Pull out each line of the listing below that contains the string "black", treating uppercase and lowercase as different.
-*-*-
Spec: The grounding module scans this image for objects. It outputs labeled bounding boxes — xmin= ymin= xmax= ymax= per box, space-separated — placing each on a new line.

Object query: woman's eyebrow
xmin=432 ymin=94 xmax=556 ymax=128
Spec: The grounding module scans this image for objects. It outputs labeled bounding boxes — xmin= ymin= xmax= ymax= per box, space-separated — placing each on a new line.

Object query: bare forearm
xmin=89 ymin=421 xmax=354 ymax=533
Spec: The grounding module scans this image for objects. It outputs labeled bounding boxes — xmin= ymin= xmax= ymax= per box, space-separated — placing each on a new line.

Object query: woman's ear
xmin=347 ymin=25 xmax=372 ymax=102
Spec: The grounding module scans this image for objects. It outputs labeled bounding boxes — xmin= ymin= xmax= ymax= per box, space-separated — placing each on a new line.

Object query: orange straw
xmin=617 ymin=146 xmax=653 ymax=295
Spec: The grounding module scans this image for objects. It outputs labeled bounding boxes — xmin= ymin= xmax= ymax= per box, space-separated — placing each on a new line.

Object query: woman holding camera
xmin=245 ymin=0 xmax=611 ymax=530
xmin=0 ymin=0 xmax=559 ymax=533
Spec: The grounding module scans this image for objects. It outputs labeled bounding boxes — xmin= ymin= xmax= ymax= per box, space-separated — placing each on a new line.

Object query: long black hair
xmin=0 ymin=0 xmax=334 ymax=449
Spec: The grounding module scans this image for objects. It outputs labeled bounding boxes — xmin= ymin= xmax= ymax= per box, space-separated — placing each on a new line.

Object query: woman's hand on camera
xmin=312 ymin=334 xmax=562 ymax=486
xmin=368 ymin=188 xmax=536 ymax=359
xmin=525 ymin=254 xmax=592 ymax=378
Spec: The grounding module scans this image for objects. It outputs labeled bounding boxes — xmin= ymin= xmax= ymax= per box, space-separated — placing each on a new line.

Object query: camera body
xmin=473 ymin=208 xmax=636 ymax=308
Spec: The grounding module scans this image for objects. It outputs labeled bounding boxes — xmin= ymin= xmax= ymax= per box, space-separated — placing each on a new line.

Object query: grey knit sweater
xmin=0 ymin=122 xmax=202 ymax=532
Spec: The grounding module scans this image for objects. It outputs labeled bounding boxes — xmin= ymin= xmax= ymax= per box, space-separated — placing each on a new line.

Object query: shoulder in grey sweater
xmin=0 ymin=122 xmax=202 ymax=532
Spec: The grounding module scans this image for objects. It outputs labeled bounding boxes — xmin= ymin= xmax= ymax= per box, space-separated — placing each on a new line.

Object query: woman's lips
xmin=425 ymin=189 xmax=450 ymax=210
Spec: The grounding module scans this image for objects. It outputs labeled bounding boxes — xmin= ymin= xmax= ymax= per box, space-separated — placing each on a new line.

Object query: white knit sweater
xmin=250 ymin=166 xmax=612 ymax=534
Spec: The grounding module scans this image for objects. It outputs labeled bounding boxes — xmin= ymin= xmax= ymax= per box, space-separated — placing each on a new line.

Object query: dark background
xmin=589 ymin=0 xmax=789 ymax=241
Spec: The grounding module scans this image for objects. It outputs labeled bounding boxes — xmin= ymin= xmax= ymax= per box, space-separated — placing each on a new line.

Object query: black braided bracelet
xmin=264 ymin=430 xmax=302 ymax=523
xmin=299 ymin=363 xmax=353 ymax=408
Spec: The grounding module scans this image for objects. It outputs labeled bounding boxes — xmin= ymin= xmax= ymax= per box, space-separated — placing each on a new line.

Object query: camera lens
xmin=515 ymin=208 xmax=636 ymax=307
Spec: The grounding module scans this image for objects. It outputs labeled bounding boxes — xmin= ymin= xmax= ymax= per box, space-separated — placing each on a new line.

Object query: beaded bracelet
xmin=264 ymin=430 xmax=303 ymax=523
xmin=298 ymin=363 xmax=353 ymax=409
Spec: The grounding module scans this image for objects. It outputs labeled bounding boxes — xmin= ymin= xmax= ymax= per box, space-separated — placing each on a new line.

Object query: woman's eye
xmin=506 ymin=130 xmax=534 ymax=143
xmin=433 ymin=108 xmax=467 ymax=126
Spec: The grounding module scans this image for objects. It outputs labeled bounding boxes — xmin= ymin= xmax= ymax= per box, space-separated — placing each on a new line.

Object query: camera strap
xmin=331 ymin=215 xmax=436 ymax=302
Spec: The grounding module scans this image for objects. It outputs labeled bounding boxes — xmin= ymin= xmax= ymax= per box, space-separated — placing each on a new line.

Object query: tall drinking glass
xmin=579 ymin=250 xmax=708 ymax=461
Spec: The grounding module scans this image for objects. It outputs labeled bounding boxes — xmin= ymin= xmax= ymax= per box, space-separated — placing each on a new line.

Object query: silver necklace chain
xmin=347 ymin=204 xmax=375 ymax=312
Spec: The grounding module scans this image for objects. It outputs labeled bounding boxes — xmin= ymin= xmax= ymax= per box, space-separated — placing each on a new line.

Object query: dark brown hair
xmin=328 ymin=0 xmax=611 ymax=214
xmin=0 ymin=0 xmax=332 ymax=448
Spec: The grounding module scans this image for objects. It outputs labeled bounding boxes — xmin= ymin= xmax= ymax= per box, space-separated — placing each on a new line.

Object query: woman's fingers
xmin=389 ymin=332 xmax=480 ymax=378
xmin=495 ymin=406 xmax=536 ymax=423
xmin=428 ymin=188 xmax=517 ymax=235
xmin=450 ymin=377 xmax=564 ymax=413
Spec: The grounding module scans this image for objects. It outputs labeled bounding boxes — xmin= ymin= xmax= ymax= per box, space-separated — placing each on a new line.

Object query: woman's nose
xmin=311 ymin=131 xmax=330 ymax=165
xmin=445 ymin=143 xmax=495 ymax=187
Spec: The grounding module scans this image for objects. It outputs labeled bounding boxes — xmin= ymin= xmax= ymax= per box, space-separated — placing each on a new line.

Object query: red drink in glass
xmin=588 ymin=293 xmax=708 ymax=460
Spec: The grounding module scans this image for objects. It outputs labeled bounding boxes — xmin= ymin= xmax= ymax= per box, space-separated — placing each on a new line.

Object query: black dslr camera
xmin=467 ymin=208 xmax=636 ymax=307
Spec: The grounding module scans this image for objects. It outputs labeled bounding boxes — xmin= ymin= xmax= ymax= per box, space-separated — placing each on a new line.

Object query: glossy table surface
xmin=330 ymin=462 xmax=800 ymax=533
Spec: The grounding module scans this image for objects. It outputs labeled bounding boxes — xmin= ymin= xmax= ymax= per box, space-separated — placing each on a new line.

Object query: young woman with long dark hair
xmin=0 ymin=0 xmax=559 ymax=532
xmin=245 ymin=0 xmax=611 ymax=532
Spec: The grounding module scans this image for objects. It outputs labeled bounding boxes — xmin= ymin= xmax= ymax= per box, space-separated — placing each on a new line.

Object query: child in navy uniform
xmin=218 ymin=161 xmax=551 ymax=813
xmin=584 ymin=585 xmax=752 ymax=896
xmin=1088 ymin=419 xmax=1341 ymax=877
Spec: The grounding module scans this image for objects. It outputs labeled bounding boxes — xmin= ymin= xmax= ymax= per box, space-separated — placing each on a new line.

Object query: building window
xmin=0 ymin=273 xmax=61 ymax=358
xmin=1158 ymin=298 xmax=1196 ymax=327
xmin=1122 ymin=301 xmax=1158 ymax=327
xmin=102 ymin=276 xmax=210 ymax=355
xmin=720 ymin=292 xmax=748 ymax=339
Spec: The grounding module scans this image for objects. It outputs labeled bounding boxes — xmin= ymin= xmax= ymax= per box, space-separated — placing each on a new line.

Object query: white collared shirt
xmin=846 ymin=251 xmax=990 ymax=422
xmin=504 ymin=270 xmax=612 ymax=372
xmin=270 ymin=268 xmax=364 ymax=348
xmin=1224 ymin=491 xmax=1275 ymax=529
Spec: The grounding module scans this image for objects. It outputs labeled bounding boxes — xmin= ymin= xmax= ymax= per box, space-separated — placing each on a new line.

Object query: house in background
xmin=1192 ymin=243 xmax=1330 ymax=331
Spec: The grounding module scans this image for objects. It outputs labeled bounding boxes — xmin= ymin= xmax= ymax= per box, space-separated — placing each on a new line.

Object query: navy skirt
-*-*-
## Response
Object query: long black hair
Object query: black braided bracelet
Object query: black dslr camera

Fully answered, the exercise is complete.